» EXERCISE PROMPT: Everything from the first line of the records below through the line containing "Target: rocky shoreline" is to be retyped exactly; leave out the rest.

» GIVEN DATA:
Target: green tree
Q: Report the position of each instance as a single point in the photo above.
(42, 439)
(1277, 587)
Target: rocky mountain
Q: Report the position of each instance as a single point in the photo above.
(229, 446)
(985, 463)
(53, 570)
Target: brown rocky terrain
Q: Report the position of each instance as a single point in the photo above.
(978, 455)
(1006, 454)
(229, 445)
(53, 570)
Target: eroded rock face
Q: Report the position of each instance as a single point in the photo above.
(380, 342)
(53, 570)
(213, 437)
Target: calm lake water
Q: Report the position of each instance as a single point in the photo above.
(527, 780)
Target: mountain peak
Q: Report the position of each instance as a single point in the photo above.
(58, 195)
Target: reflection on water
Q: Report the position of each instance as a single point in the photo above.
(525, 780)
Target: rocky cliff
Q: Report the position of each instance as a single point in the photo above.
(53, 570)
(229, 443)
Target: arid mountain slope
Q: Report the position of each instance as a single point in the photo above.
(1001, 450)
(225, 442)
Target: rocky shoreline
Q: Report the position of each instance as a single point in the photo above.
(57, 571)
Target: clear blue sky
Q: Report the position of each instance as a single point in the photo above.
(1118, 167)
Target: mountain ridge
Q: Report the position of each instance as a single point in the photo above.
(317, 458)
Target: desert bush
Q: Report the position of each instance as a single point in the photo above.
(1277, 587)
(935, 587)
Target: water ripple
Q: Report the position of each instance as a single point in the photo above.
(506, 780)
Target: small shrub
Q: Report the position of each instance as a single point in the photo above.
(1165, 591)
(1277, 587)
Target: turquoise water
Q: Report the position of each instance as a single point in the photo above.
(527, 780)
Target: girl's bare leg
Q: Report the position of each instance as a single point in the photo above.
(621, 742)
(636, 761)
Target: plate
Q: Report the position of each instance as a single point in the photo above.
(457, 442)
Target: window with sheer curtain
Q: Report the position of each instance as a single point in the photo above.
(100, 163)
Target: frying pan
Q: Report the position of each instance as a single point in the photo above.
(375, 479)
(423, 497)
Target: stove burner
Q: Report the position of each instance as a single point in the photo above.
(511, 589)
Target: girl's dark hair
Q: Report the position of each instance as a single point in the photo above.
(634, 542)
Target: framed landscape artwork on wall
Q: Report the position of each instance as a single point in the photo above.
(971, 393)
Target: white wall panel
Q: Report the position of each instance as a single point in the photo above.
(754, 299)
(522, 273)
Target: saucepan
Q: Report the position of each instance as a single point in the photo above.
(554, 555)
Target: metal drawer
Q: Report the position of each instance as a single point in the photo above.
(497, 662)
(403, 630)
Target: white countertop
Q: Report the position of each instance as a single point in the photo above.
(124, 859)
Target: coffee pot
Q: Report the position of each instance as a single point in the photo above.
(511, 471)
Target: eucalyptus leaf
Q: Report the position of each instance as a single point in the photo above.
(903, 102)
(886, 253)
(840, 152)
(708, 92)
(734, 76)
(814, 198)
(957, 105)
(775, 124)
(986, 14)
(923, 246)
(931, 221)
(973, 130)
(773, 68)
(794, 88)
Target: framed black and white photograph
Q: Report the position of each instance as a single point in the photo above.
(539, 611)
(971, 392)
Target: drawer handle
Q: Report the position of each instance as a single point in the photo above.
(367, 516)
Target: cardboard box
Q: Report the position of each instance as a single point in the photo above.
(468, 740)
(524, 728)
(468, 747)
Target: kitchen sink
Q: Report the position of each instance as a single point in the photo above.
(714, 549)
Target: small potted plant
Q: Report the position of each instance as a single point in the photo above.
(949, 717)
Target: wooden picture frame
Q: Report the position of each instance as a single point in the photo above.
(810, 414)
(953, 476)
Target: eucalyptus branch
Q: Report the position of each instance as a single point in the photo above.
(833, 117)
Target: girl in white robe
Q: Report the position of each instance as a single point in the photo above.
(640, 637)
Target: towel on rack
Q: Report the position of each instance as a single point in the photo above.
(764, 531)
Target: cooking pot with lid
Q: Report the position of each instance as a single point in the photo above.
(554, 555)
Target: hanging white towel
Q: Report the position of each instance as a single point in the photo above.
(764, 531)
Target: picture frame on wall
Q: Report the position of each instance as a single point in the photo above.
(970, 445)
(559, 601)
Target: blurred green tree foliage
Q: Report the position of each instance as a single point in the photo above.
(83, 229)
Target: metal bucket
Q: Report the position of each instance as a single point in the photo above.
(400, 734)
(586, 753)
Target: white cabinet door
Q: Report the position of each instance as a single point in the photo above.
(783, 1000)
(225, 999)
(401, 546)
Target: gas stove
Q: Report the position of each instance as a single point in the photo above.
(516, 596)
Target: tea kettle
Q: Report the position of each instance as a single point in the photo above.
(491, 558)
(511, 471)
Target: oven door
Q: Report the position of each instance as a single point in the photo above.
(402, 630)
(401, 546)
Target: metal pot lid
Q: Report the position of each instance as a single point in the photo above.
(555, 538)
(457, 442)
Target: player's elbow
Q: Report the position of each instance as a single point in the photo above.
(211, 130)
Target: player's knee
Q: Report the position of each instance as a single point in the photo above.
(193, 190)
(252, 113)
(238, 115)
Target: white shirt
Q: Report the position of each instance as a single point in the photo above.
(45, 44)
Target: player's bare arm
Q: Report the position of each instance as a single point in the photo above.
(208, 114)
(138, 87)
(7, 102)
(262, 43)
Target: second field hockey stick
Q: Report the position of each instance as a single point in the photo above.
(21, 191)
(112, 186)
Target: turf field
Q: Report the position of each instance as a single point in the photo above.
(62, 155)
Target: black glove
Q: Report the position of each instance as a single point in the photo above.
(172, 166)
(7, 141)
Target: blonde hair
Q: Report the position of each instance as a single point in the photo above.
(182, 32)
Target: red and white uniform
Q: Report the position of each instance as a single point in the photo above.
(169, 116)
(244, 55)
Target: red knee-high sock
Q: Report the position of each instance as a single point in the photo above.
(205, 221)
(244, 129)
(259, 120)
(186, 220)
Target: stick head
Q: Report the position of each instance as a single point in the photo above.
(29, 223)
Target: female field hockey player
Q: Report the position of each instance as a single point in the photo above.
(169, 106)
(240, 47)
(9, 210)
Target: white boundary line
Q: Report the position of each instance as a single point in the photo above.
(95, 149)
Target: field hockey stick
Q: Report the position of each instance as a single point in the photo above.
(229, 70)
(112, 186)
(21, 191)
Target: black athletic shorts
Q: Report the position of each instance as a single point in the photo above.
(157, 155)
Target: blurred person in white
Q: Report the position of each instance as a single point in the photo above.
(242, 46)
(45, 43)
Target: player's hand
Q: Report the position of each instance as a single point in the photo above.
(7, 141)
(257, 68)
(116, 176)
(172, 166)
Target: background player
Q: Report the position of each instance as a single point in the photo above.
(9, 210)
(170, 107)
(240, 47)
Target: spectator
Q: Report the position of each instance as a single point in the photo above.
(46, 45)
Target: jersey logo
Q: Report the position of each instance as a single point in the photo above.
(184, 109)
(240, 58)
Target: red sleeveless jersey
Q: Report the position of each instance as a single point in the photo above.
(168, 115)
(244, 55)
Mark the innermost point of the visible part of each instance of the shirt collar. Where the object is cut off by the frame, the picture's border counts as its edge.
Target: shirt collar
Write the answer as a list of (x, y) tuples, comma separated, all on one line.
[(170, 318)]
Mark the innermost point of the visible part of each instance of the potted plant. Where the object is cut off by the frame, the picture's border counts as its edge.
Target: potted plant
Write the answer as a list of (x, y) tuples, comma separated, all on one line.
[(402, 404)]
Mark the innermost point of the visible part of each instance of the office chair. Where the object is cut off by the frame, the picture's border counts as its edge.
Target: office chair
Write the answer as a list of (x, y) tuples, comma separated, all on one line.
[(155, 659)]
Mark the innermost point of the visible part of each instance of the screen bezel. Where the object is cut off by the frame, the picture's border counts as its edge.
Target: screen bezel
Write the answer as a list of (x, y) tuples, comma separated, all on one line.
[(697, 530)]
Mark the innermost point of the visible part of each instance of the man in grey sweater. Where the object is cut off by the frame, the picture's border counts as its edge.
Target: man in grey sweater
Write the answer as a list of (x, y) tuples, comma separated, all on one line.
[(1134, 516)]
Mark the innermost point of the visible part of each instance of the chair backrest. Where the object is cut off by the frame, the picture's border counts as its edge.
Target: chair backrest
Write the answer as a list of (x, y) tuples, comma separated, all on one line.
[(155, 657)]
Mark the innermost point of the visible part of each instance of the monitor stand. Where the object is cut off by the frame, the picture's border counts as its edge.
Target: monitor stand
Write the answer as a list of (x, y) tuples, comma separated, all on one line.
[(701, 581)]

» REPLY:
Target: green tree
Q: Report the position of each instance as a single point in the photo above.
(42, 439)
(1277, 587)
Target: rocky mountain
Q: Report the position of each instance as a single point in the photo above.
(229, 446)
(985, 463)
(53, 570)
Target: brown rocky terrain
Q: Report the position of each instance as a single point in the photo above.
(978, 455)
(1006, 454)
(229, 445)
(53, 570)
Target: eroded rock face
Q: Report the position of each instance as a single point in the photo above.
(380, 342)
(53, 570)
(213, 437)
Target: calm lake water
Q: Report the position of each instance as a single point in the photo above.
(527, 780)
Target: mountain peak
Q: Report the position of each instance as a single point in the photo above.
(58, 195)
Target: reflection on water
Q: Report the position of each instance as a single point in the photo above.
(525, 780)
Target: rocky cliff
Q: Report the position of each instance as a single point in the photo above.
(53, 570)
(229, 443)
Target: arid mountain slope
Q: Report the position of each instance as a single point in the photo above.
(1001, 450)
(225, 442)
Target: rocky shoreline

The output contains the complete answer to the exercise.